### Try it
Give back every line of the data exactly. Pictures are not part of the copy.

### Materials provided
%%
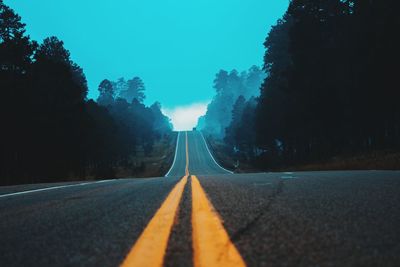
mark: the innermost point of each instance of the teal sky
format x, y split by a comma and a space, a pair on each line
175, 46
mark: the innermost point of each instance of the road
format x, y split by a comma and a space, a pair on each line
202, 215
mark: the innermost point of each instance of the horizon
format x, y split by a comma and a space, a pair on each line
189, 59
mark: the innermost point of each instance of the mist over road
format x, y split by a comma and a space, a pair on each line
337, 218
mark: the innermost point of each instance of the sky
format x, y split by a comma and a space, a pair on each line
175, 46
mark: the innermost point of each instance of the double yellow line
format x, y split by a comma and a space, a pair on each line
211, 243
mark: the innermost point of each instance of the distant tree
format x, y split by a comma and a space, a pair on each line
232, 130
228, 87
134, 89
106, 93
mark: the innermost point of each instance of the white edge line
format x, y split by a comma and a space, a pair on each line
212, 155
51, 188
176, 151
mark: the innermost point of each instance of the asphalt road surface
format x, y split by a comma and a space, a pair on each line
265, 219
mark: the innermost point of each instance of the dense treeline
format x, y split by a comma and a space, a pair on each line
229, 86
50, 131
330, 89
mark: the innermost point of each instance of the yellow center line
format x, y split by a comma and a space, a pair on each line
150, 248
211, 243
187, 157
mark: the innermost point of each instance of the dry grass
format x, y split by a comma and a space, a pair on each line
156, 164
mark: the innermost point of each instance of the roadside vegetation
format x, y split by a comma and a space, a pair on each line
51, 131
330, 96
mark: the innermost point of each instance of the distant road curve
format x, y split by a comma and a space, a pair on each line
338, 218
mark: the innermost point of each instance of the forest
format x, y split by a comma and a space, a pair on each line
50, 130
330, 89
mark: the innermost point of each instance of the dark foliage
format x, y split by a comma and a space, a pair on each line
49, 130
332, 87
228, 87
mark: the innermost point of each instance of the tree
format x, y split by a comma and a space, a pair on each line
106, 93
134, 89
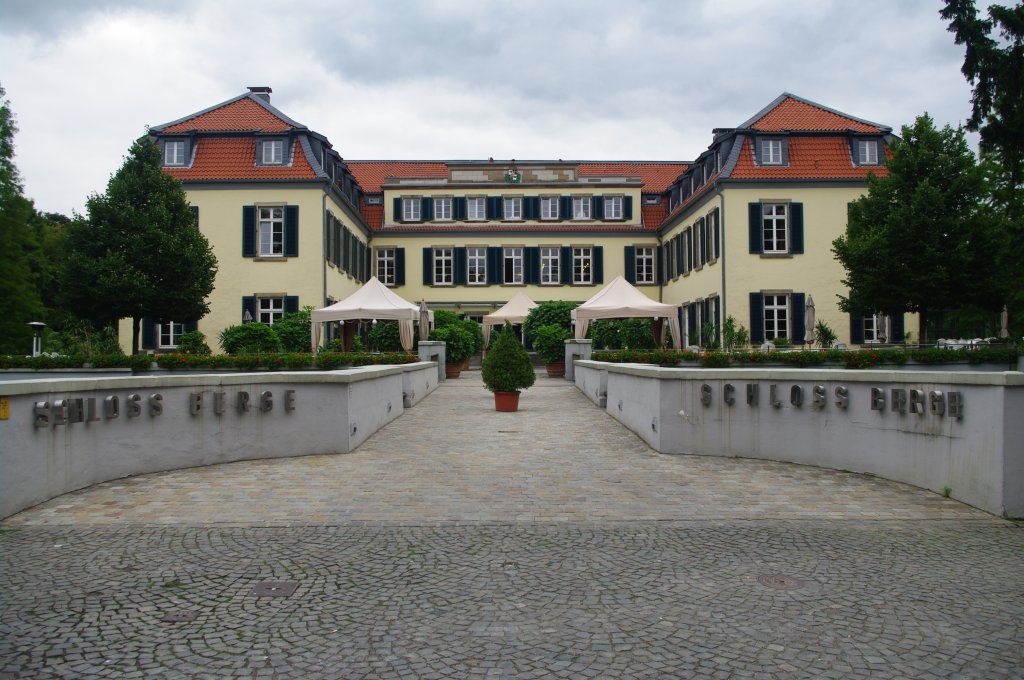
%%
### Exercise solution
mark: the innermost point of each instance of the teal sky
format x, y split by a comma and a space, a pair on each line
175, 46
mark: the innermost point of each instance of the road
format x, y split by a comma and a space, a pair on each line
202, 215
mark: the innermost point of each instance of the horizon
format x, y split by a comma and a space, a pair on each line
189, 59
mark: the innermost point of each instance of the mist over road
format x, y split by a comma and a space, a pair on each line
337, 218
mark: the innermost point of each instance of the sky
format x, y split by a comma and a space, a pair on each line
175, 46
mark: the innermost point of each instance of the double yellow line
format x, y split by a comma and a space, a pair on each line
211, 243
mark: the innermost point of each instance of the distant tree
format x, y split by a comma and a space, a pair on each line
232, 130
228, 87
134, 89
106, 93
mark: the innermost point of each instance of the white edge line
format x, y split by a comma and a space, a pair on each line
212, 155
51, 188
176, 151
mark: the innermost point of each instance of the asphalt road surface
format x, y split by a comma and a space, a pair on each line
265, 219
mark: the innermost point of each instance of the dense treeline
format x, y split by a comma and a space, a pair on each line
229, 86
50, 131
330, 89
mark: the innermost point of each instance of the yellow center line
format x, y split by a comma and a space, a pair on each line
150, 248
211, 243
187, 157
mark: the innermost point of each instance of the dry grass
format x, y split by a comma and a space, a pair on each line
156, 164
mark: the innermost point of each instance of the roadside vegetation
format x, y split by a comma and a space, a pair on each line
51, 131
330, 96
mark: the innermost point of each instance of the distant road curve
format x, y split by a comma and a space, a pair on each line
338, 218
mark: the innermost point of each instance of the forest
format x, y split by a comma and a space, a pair on each line
50, 130
330, 89
mark: the innermost point of each instance of the dark foliage
format x, y split by a comma and a space, a pair on each line
49, 130
332, 87
228, 87
mark: the innermost point of each instance of the tree
format x, y split by a comma and a space, a pair on each line
106, 93
134, 89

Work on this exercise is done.